Page extract:
Wednesday, July 15th, 2009

According to Yonhap:

A South Korean automaker operating in North Korea said Wednesday it has posted its first net profit and remitted part of it home, the first southbound money transfer by an inter-Korean venture.

Pyeonghwa Motors Corp. made a net profit of US$700,000 for the fiscal year ending in February and sent $500,000 to its headquarters in Seoul via a bank account in Hong Kong, its spokesman Roh Byoung-chun said.

The automaker began production in 2002 as a joint venture between North Korea and the Unification Church of South Korean Rev. Moon Sun-myung, who was born in the North. Its plant in Pyongyang produces sedans and small buses with some 340 employees, and its customers are mostly local businesses.

Roh said it took a while for North Korea to approve the remittance, which was made through a South Korean lender, Woori Bank, in Hong Kong in late May.

“For North Korea, $500,000 is a large sum of money. It is not used to the capitalist idea of making investments and retrieving profits. We believe they pondered deeply before giving approval,” he said.

Pyeonghwa sold 652 units last year, while North Korea took $200,000 for its 30 percent share in the venture, he said. The company says profits are picking up, with this year’s sales already surpassing 740.

North Korea’s own automaker, Sungri Motor, was established in 1958 and mostly produces cargo trucks.

Pyeonghwa’s production is not influenced by political tensions or South Korea’s ban on cross-border shipments, he said, as raw materials and parts are imported from Europe and China. The ban was enforced after North’s rocket launch in April, with the exception of goods going to a joint industrial complex in the North’s border town of Kaesong, where 109 South Korean small firms operate.

“The remittance is symbolic. They are having a hard time in Kaesong, and many went bankrupt in Mount Kumgang (the North Korean tourist resort),” Roh said. “We hope this can bring hope to people doing business in North Korea that anyone can go there and can bring back profits.”

Dataset rows:

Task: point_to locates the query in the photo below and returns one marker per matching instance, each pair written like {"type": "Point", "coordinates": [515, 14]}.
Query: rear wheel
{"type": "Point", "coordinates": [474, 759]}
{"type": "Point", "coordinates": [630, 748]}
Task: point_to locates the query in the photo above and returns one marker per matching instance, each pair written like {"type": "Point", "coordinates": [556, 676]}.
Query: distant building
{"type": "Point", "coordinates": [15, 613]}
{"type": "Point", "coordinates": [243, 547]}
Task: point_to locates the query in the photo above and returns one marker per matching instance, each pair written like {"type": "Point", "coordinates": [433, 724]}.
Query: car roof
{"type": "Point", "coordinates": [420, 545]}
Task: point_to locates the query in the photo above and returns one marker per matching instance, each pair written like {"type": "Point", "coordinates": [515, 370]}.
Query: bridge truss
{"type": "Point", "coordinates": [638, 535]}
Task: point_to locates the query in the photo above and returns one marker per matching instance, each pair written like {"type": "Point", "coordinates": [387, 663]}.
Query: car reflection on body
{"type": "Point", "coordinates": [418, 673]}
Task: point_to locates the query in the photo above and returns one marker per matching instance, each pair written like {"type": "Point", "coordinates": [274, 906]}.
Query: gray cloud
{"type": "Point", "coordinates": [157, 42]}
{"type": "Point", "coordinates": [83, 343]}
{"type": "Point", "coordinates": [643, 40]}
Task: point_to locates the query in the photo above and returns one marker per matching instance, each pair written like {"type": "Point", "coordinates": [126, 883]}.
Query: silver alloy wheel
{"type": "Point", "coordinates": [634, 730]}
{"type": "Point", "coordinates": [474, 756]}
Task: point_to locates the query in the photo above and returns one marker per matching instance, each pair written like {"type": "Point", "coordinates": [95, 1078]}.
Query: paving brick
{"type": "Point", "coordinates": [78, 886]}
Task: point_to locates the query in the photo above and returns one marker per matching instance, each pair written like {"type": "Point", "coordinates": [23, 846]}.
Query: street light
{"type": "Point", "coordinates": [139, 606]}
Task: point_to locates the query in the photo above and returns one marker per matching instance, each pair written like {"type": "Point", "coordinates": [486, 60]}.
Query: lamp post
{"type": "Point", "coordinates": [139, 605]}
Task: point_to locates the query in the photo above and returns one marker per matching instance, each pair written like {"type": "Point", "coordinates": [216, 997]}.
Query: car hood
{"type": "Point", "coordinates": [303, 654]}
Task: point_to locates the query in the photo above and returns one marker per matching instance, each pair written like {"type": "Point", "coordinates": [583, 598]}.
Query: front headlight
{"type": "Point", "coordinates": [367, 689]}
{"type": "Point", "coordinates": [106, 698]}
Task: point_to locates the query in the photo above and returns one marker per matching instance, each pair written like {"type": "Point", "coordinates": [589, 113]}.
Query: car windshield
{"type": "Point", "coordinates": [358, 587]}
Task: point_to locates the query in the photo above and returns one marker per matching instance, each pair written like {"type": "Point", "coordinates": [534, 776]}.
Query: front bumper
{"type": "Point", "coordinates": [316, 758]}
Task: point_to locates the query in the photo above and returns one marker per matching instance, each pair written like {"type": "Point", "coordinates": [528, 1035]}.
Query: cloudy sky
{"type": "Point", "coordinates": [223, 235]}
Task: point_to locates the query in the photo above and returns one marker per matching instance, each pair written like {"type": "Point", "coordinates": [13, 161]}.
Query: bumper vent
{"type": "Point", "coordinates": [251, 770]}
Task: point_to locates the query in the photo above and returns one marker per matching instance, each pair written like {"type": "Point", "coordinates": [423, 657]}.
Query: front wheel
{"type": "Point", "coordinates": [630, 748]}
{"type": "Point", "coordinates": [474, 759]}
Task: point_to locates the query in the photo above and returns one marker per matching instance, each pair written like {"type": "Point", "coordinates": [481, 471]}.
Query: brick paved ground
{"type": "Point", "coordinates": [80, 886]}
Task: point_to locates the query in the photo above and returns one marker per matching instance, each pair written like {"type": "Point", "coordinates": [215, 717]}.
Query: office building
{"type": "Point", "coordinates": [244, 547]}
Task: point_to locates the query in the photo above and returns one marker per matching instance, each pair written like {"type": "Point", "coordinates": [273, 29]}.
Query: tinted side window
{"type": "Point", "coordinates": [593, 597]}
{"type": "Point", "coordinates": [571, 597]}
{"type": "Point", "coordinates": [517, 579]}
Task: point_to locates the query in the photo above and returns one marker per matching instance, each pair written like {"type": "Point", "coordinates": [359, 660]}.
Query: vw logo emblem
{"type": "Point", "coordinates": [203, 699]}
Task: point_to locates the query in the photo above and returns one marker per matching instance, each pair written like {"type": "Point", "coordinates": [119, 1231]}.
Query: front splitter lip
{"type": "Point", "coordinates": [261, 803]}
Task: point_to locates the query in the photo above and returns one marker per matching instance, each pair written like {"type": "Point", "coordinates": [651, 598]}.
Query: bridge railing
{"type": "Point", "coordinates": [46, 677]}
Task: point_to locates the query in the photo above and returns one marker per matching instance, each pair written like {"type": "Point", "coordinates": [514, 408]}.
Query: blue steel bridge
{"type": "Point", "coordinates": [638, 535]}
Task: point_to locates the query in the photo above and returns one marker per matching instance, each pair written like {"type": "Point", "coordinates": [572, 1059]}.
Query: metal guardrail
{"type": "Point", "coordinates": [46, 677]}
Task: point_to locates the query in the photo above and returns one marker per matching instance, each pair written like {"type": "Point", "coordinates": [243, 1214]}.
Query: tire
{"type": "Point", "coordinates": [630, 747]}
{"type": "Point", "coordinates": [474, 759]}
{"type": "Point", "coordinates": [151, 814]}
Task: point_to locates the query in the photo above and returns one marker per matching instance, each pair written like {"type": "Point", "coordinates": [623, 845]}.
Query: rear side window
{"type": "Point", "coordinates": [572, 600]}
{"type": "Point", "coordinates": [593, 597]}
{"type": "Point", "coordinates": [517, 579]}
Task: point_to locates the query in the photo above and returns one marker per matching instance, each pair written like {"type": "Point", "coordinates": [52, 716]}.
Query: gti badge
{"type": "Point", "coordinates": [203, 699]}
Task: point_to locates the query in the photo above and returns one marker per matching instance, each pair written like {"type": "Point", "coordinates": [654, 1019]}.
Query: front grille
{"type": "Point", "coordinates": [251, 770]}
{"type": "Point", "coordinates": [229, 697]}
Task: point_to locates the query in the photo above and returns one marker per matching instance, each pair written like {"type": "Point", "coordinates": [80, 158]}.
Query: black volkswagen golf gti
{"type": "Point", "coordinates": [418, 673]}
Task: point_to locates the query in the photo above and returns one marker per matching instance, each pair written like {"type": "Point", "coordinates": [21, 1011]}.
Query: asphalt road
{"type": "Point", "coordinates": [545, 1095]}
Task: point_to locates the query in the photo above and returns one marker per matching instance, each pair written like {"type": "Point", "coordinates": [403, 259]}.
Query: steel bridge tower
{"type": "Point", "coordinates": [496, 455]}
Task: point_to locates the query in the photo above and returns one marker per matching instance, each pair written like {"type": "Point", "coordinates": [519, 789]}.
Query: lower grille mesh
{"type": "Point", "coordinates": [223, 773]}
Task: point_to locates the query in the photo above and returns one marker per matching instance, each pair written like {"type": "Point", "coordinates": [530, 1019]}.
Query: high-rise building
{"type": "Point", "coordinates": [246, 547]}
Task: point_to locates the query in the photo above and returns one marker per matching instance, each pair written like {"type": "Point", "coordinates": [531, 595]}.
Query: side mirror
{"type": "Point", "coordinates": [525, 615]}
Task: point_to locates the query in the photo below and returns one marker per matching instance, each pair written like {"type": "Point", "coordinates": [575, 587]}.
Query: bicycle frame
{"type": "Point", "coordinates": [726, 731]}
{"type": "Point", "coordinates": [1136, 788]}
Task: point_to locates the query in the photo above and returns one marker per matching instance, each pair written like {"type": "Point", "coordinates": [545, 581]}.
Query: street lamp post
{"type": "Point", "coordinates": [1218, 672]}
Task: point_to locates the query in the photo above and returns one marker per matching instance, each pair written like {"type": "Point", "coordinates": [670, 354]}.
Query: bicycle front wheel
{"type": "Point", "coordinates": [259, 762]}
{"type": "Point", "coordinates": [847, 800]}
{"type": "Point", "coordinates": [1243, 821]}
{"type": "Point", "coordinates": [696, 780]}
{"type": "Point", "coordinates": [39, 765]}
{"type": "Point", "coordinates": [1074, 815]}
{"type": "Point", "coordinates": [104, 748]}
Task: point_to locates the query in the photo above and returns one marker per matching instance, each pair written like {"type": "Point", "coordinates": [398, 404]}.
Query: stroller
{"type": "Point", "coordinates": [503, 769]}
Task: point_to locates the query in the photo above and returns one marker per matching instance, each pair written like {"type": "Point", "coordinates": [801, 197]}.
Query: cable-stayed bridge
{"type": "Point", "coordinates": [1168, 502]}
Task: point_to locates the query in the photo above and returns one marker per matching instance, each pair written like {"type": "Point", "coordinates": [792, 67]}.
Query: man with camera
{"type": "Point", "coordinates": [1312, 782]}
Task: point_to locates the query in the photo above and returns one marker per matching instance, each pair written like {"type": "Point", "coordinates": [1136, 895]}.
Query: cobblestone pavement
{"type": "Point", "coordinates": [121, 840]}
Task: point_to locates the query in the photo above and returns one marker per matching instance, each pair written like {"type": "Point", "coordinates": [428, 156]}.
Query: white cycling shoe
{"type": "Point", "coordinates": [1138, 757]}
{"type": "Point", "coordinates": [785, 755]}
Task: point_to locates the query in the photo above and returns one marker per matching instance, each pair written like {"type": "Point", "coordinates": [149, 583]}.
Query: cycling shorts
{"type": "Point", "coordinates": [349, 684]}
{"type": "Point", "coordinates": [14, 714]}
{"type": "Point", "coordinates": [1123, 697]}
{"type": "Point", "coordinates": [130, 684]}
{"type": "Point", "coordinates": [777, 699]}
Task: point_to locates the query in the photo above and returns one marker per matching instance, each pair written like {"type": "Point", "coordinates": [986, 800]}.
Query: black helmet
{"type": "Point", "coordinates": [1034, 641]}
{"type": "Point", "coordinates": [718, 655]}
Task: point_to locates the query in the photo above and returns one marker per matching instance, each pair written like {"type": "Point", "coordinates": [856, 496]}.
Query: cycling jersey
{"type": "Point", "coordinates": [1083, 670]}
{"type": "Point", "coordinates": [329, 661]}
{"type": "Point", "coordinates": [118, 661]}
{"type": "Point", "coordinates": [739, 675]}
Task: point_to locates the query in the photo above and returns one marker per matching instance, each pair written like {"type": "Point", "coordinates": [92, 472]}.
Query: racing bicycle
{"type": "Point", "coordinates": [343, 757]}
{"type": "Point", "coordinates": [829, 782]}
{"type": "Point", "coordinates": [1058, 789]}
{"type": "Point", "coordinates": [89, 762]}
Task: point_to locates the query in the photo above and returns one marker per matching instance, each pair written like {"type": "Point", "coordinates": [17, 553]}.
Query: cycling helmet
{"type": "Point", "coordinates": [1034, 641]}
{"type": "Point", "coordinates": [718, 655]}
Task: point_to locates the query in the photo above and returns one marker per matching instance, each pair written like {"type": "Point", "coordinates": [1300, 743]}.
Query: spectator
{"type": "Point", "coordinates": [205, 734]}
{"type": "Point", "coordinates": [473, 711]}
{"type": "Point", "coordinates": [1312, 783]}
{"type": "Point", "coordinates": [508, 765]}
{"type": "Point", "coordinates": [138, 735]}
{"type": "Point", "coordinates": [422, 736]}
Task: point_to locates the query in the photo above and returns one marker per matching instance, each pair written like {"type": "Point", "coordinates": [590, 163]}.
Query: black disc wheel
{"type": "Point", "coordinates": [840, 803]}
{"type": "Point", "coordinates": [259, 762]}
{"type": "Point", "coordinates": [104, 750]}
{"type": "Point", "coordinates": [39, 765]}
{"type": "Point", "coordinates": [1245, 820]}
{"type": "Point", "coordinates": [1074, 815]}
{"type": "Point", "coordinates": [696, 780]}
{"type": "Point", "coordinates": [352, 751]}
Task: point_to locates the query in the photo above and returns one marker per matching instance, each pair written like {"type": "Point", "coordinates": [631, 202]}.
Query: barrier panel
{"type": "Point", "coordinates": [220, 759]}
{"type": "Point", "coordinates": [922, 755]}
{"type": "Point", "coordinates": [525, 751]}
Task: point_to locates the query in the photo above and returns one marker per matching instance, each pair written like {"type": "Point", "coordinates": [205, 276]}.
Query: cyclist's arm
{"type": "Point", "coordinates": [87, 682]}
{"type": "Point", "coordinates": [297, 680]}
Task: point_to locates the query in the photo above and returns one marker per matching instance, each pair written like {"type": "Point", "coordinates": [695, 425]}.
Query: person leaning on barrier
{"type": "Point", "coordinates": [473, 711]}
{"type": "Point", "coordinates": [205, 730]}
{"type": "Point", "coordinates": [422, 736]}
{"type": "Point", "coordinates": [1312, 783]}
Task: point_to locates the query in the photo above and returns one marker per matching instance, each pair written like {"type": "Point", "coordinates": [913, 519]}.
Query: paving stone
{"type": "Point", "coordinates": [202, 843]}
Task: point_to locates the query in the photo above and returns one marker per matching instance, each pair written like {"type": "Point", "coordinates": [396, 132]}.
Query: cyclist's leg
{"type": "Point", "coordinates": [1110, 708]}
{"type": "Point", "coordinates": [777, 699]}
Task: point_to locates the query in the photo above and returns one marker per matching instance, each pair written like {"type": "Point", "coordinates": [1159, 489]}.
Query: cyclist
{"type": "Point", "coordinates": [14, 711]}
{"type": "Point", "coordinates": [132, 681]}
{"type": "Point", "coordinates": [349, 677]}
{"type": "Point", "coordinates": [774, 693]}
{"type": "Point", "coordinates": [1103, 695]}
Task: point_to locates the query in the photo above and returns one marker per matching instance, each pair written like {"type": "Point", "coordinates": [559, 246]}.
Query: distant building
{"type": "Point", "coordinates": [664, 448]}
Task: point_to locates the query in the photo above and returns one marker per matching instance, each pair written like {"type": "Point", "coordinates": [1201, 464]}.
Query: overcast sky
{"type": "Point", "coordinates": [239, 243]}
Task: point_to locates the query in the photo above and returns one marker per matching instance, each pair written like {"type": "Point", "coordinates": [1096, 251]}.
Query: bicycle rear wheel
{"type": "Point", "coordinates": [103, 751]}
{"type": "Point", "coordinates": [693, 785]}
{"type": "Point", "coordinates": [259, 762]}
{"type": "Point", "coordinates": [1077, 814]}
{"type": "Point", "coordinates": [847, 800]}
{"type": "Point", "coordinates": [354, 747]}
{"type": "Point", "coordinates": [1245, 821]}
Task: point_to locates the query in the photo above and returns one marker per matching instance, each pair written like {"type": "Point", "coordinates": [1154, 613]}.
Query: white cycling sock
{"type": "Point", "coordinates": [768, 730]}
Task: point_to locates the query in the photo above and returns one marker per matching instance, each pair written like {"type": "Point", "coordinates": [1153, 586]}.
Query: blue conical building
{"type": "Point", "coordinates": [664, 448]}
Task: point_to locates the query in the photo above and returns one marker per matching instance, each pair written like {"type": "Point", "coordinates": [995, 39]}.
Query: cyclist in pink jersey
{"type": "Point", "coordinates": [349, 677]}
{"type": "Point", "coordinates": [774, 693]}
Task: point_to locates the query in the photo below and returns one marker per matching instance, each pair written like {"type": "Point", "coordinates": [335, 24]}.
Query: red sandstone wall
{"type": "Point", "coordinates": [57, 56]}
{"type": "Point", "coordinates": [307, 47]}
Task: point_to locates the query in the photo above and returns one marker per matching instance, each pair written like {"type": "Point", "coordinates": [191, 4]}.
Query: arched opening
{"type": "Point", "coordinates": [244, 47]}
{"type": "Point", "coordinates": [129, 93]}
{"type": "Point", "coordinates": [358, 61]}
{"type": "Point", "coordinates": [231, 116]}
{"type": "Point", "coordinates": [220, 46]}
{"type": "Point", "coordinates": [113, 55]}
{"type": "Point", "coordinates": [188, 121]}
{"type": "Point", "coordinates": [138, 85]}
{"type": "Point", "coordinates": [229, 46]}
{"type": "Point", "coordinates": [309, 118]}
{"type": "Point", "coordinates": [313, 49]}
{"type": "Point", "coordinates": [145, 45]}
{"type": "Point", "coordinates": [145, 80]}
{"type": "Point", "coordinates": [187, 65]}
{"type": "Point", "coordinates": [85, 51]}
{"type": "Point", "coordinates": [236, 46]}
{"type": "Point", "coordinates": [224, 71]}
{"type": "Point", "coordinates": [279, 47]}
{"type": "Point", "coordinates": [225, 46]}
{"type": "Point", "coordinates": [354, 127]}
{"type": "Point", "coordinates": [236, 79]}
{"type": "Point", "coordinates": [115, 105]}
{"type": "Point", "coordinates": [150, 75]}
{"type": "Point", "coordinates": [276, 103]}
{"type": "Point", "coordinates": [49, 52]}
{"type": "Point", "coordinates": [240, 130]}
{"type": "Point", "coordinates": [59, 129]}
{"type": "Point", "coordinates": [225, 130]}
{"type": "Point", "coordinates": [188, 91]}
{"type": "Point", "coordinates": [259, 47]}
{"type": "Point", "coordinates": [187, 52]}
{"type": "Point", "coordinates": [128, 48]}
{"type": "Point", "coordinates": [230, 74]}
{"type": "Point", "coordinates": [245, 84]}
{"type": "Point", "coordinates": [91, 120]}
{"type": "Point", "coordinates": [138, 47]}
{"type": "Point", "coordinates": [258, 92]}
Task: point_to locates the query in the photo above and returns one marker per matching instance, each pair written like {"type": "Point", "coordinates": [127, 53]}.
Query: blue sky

Given exercise 1:
Answer these from the article on Pyeonghwa Motors:
(a) What net profit did the company make for the fiscal year ending in February?
(b) About how many employees work at its plant in Pyongyang?
(c) In what year was Sungri Motor established?
Given exercise 2:
For each statement, say whether the article on Pyeonghwa Motors supports it, and quote the words that decide it.
(a) The money was sent home through Woori Bank in Hong Kong.
(b) Pyeonghwa gets its raw materials and parts from South Korea.
(c) North Korea holds a 30 percent share in the venture.
Given exercise 3:
Write the next part of the article on Pyeonghwa Motors, picking up after Roh's last remark.
The listing isn't needed for anything here.

Output 1:
(a) US$700,000
(b) Some 340
(c) 1958

Output 2:
(a) Yes: "which was made through a South Korean lender, Woori Bank, in Hong Kong in late May"
(b) No: "as raw materials and parts are imported from Europe and China"
(c) Yes: "North Korea took $200,000 for its 30 percent share in the venture"

Output 3:
Officials from the South Korean Unification Ministry said inbound money transfers from North Korea are not restricted, although outbound remittances are strictly monitored and prohibited in some cases. It is the first time a South Korean company has sent profits from sales in North Korea, they said. Other businesses investing in North Korea, including those operating in the Kaesong park, sell their goods in South Korea and elsewhere.

South Korea has put three North Korean firms, including a bank, on its blacklist under a U.N. resolution that bans financial transactions with North Korean entities suspected of aiding the country’s nuclear and missile development.

Read the full artilce below:
S. Korean automaker in Pyongyang sends first business profit home
Yonhap
Kim Hyun
7/15/2009

According to the Wall Street Journal:

The Pyeonghwa spokesman didn’t disclose revenue figures but said last year’s vehicle sales were just over twice the 2007 level. The company has already sold more cars this year, 742, and expects to sell more than 1,500 for the full year, the spokesman said.

The performance is the culmination of an 18-year effort that began when church founder Rev. Moon Sun-myung met North Korea’s then-ruler Kim Il Sung in Pyongyang to propose several business ventures. In 1999, the church spent $55 million to build the auto factory in the port city of Nampo, on North Korea’s west coast. The Unification Church, based in South Korea, has a number of investments in tourism, construction and trade.

Since completing the factory in 2002, Pyeonghwa has imported partially built cars, in a form called knockdown kits, from manufacturers such as Italy’s Fiat SpA and China’s Brilliance Automotive Holdings Ltd.

Pyeonghwa completes the cars and puts its own nameplate and brand names on them. In 2003, its first full year of operation, the company sold 316 cars.

North Korea’s government is a partner in the company and took about 30% of the profit.

When it first started production, the company touted North Korean dictator Kim Jong Il’s role in naming several cars. One sport-utility vehicle, built from the design of Fiat’s Doblo model, was named by Mr. Kim as the Ppeokkugi, or Cuckoo.

Pyeonghwa, like other companies that do business in North Korea, faced enormous difficulty moving its money out of the country. Many Chinese businesses resort to buying commodities in North Korea with their profits, then exporting them to China to be sold for Chinese currency.

The motor company worked from February to May to move its money from North Korea, seeking permission from the North’s central bank, the spokesman said.

Read the full article below:
Pyeonghwa Sells in North Korea
Wall Street Journal
Sungha Park
7/16/2009

Read other Pyonghwa stories here.

Here is the location of Pyonghwa’s factory near Nampo.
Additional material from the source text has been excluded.